*Working data*.
....

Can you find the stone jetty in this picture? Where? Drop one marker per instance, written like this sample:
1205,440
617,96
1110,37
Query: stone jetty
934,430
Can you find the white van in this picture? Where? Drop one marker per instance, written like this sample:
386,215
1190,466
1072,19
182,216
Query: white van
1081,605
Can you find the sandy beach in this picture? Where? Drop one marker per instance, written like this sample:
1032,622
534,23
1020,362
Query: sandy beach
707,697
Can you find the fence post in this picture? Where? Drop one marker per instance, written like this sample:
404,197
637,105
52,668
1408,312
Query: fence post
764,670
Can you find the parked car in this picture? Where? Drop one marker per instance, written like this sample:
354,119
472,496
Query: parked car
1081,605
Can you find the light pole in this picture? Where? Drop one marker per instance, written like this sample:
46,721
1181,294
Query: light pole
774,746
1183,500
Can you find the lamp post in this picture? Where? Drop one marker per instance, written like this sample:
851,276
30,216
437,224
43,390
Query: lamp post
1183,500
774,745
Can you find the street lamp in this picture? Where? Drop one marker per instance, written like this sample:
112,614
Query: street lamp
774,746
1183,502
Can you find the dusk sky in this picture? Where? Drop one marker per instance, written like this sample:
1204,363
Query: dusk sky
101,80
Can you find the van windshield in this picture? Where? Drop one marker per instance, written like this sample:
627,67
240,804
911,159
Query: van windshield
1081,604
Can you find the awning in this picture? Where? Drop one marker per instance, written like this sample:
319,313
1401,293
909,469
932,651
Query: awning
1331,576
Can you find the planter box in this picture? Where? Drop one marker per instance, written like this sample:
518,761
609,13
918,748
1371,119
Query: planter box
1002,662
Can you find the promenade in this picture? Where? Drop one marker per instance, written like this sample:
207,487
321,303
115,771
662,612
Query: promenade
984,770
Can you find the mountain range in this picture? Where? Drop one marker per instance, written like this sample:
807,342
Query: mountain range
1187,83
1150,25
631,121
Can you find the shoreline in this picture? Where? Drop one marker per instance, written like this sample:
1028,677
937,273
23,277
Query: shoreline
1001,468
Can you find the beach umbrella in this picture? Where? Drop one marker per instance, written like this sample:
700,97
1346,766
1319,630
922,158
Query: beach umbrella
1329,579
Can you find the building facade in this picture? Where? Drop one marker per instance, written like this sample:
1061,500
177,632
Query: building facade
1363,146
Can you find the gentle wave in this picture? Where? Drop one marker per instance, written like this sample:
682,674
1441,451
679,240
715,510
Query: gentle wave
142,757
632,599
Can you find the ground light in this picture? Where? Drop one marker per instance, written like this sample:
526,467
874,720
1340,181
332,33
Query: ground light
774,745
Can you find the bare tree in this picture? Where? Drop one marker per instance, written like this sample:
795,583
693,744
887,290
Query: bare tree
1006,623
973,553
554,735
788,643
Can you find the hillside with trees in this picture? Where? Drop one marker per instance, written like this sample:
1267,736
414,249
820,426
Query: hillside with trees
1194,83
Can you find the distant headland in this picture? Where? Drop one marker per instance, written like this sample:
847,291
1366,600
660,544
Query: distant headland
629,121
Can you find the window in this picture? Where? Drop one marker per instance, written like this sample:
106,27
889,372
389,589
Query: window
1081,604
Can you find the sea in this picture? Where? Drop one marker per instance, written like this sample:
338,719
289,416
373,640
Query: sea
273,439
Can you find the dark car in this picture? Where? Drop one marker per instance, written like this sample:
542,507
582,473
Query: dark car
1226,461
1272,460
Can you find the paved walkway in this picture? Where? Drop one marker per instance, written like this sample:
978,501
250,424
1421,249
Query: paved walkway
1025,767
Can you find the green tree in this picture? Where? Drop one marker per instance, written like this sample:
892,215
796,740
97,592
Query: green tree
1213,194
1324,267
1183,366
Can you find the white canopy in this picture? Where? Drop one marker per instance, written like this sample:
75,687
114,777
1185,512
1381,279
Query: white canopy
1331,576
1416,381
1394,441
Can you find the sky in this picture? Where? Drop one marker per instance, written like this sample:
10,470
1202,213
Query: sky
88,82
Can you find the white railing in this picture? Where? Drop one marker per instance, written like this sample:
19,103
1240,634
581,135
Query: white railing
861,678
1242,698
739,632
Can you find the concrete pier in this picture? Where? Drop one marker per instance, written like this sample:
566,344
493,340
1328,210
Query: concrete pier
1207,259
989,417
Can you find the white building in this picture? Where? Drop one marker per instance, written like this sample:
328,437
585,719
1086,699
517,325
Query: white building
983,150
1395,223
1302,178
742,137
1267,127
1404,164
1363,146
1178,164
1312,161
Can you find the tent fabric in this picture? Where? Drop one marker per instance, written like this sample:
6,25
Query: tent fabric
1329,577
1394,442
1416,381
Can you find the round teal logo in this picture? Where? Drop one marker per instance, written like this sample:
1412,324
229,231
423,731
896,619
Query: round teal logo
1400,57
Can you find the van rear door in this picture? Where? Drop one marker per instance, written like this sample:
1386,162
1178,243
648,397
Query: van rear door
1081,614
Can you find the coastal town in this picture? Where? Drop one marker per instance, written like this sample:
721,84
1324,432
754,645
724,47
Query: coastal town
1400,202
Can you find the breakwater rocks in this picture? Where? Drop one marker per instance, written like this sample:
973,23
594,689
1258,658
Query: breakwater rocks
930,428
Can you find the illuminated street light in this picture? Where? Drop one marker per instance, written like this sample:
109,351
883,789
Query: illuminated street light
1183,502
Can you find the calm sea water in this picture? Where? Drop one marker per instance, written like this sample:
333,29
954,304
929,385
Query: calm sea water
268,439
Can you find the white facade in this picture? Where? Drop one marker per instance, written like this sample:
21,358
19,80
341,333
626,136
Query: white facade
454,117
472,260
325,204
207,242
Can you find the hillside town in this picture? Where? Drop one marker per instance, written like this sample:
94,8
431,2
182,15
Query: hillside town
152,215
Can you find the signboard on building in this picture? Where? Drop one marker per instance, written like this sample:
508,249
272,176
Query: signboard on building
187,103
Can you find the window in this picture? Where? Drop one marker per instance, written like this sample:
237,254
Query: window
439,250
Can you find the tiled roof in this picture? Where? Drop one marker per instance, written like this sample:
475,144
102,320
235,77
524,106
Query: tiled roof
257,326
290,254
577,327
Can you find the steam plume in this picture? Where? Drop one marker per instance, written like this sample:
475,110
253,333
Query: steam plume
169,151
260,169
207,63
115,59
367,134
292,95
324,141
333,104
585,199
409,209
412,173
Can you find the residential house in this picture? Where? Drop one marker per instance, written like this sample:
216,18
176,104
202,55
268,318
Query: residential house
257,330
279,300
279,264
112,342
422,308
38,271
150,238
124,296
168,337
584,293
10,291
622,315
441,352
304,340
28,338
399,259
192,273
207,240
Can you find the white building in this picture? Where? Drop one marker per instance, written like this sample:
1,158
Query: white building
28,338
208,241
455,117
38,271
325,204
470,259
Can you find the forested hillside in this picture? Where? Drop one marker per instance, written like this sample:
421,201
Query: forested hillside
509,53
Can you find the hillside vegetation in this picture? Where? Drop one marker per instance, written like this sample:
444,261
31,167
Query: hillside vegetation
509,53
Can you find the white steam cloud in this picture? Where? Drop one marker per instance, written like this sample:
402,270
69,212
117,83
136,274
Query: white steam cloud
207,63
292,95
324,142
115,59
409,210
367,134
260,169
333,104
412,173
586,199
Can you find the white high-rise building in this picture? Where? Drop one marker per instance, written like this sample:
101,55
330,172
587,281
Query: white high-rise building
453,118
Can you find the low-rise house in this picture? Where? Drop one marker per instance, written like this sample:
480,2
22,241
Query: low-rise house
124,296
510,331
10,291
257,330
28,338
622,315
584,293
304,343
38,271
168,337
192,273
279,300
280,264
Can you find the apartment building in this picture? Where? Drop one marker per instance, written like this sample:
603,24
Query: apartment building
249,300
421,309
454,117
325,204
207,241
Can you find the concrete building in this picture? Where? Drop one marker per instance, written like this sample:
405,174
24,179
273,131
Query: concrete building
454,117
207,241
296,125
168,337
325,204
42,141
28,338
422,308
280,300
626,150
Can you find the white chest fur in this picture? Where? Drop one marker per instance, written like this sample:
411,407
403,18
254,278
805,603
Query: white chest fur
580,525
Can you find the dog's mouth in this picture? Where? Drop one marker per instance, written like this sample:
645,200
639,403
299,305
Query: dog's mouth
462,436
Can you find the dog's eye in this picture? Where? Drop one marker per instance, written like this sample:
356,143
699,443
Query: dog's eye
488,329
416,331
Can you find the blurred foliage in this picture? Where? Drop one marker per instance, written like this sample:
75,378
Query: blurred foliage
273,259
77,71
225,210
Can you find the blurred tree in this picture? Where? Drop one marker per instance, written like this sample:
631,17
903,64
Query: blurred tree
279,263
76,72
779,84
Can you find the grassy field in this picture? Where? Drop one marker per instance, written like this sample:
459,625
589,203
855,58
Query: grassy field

....

*Instruction*. Repeat exactly the lines from the line containing "Can you find the white chest" through the last line of the records above, including both, and nothing else.

*Solution for this task*.
Can you find the white chest fur in this picture? Where? Drop one marker per instance, written like this sample:
411,407
403,18
254,278
805,603
Query: white chest fur
580,525
Can you find the dog's mouth in this picture? Where? Drop one marker per instance, written like this sample:
645,200
639,403
299,305
Query: dog's mouth
462,436
Can you find the dog's eye in this picture? Where? Drop one marker per instance, written like this sample:
356,143
699,443
Query: dog's eye
488,329
416,331
Can you find the blurred foliage in this picture? Where? Drop one marker per instance, written like this sample:
75,378
Query: blurred foliage
273,259
77,71
225,210
Can you find the blurred tree in this picture? Where? Drop one marker per instance, written like this sample:
631,17
903,64
Query: blurred tree
279,263
76,72
779,84
Can you find the grassy field in this picture? Where? Drop one marker per instance, written like this sample:
459,625
589,203
855,58
Query: grassy field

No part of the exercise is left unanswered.